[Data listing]
#####

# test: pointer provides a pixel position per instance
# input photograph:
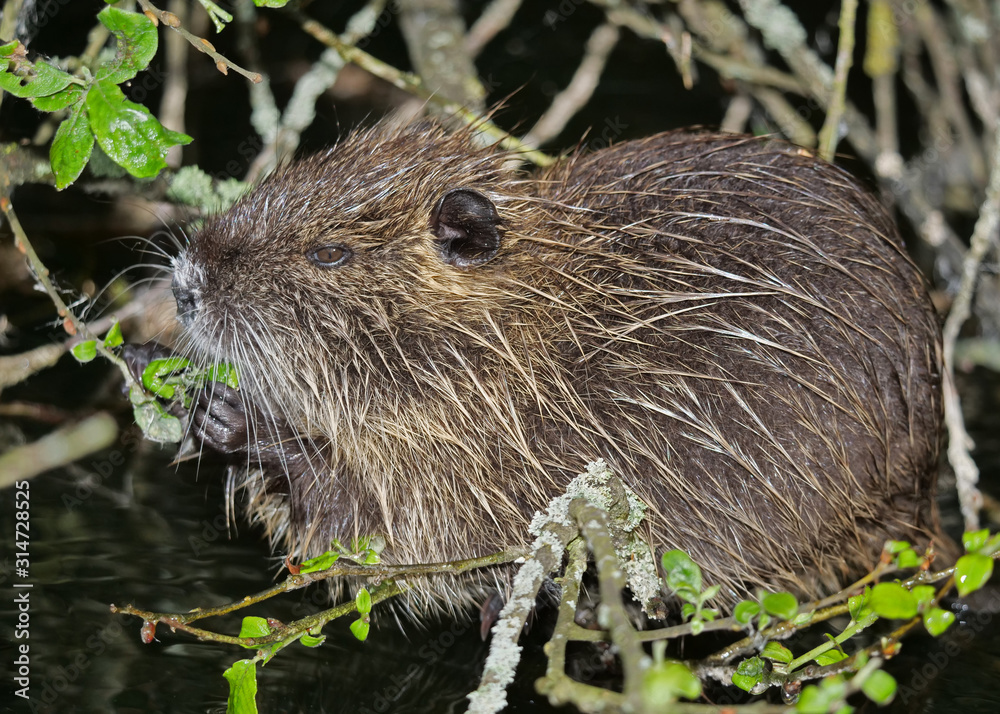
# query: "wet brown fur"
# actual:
(731, 323)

#####

Pictures appear in the records above. Output everything except them, exactly.

▶ EXERCISE SOLUTION
# test: pointer provides a pixel position per instance
# input photograph:
# query: "wet brown fur"
# actual:
(731, 323)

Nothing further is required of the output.